→ Exercises to complete:
1. In the news report about the school bus crash, how many charges is the truck driver facing?
2. Reproduce the news report about the school bus crash word for word, from "By Emily Woods, AAP" to "College Ballarat bus.".

Croydon truckie ‘took the risk’ of not pulling over before crashing into school bus

The scene of a collision between a school bus and a truck in Bacchus Marsh, Greater Melbourne, Wednesday 21 September 2022. Picture: (AAP Image/Joel Carrett)

By Emily Woods, AAP

A teen cannot close her eyes without seeing images of a crash on her way to space camp, while the man who drove the school bus has struggled to return to work, a court has been told.

Croydon truck driver Brett Russell faced Melbourne Magistrates Court on Monday 4 March for a hearing to test evidence before a magistrate will decide whether to commit him to stand trial over the September 2022 crash.

The 61-year-old is facing 80 charges, including dangerous driving causing serious injury and reckless conduct endangering life, after he allegedly ploughed into the Loreto College Ballarat bus.

The bus was on its way to Melbourne Airport to take the teens on the trip of a lifetime to NASA space camp in the US, the court was previously told.

Russell is accused of ignoring warning signs that his B-Double truck, towing two trailers, had lost braking capacity before it rear-ended the bus, about 3.16am on September 21.

The school bus rolled down an embankment off the Western Highway near Pentland Hills, west of Melbourne, with at least 25 students, teachers and the bus driver suffering injuries.

When Russell was interviewed by police in January 2023, he was questioned if he knew about issues with the brakes before the crash and the risks since the truck was towing two trailers.

“So you recognised the risk?” an officer asked Russell, court documents alleged.

“Yes. And I still took the risk, yes,” he replied.

“I couldn’t stop in time.”

Asked why he still drove the truck, he allegedly responded: “Just trying to do the right thing.”

Russell is on bail and sat in the front row of the court on Monday, as several of the passengers’ treating physicians gave evidence on their injuries.

Defence lawyer John Lavery questioned each witness on the psychological and physical injuries of their patients, as Russell planned to contest the seriousness of some.

Psychologist Gabrielle French, who has been treating a year 10 student involved in the crash, said the girl stopped going to school and suffered trauma, anxiety and dissociation after the incident.

“She said ‘every time I shut my eyes I think of the accident, so … I don’t want to go to sleep’,” she told the court about her sessions with the teen.

The school bus driver has been diagnosed with PTSD from the crash and has struggled to return to work, his GP Adam Rouse said.

“He still continues to experience flashbacks and nightmares,” he said.

Dr Rouse said he has slowly eased back into part-time work on buses, including driving empty buses, and now drives with passengers up to three days a week.

The committal hearing before Magistrate Kieran Gilligan returns on Tuesday.

→ Data provided:
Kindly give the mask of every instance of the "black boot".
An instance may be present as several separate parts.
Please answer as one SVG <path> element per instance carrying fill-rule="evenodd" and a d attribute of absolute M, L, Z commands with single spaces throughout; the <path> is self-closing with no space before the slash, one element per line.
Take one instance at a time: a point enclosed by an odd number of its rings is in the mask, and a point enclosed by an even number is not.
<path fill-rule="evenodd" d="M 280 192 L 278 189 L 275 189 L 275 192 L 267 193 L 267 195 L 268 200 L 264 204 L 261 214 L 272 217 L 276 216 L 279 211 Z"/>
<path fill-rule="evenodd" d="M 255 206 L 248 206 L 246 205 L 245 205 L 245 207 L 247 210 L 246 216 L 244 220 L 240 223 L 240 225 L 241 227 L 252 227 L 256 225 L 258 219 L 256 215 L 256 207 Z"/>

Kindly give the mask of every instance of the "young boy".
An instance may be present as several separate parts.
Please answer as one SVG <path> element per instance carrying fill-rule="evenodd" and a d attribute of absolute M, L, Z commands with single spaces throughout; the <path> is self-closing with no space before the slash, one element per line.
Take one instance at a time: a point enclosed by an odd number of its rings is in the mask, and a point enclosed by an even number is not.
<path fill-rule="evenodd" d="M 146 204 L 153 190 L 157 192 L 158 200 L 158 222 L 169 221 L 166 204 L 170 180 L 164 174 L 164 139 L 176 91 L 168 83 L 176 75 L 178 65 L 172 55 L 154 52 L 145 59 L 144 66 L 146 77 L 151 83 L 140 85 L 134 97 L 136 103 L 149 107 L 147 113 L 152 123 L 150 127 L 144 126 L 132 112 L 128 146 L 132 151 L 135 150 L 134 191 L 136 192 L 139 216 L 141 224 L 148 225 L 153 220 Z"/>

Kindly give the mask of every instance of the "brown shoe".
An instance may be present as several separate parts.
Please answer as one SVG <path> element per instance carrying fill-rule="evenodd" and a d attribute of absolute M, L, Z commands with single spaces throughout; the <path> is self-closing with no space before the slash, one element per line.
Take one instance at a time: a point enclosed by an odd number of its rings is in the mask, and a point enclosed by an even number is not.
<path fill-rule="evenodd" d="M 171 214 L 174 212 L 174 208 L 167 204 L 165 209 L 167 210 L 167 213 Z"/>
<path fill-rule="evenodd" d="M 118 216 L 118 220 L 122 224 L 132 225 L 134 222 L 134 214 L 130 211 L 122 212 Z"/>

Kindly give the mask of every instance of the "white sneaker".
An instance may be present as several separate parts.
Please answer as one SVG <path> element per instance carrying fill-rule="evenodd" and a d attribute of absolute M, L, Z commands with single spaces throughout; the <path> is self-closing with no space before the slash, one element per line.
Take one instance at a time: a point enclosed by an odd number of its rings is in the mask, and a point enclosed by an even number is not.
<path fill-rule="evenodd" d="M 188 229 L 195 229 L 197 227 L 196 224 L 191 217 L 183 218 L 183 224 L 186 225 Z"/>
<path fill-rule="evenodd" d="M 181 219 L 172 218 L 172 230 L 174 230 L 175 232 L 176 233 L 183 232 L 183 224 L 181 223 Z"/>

→ Solved problems:
1. 80 charges.

2.
By Emily Woods, AAP

A teen cannot close her eyes without seeing images of a crash on her way to space camp, while the man who drove the school bus has struggled to return to work, a court has been told.

Croydon truck driver Brett Russell faced Melbourne Magistrates Court on Monday 4 March for a hearing to test evidence before a magistrate will decide whether to commit him to stand trial over the September 2022 crash.

The 61-year-old is facing 80 charges, including dangerous driving causing serious injury and reckless conduct endangering life, after he allegedly ploughed into the Loreto College Ballarat bus.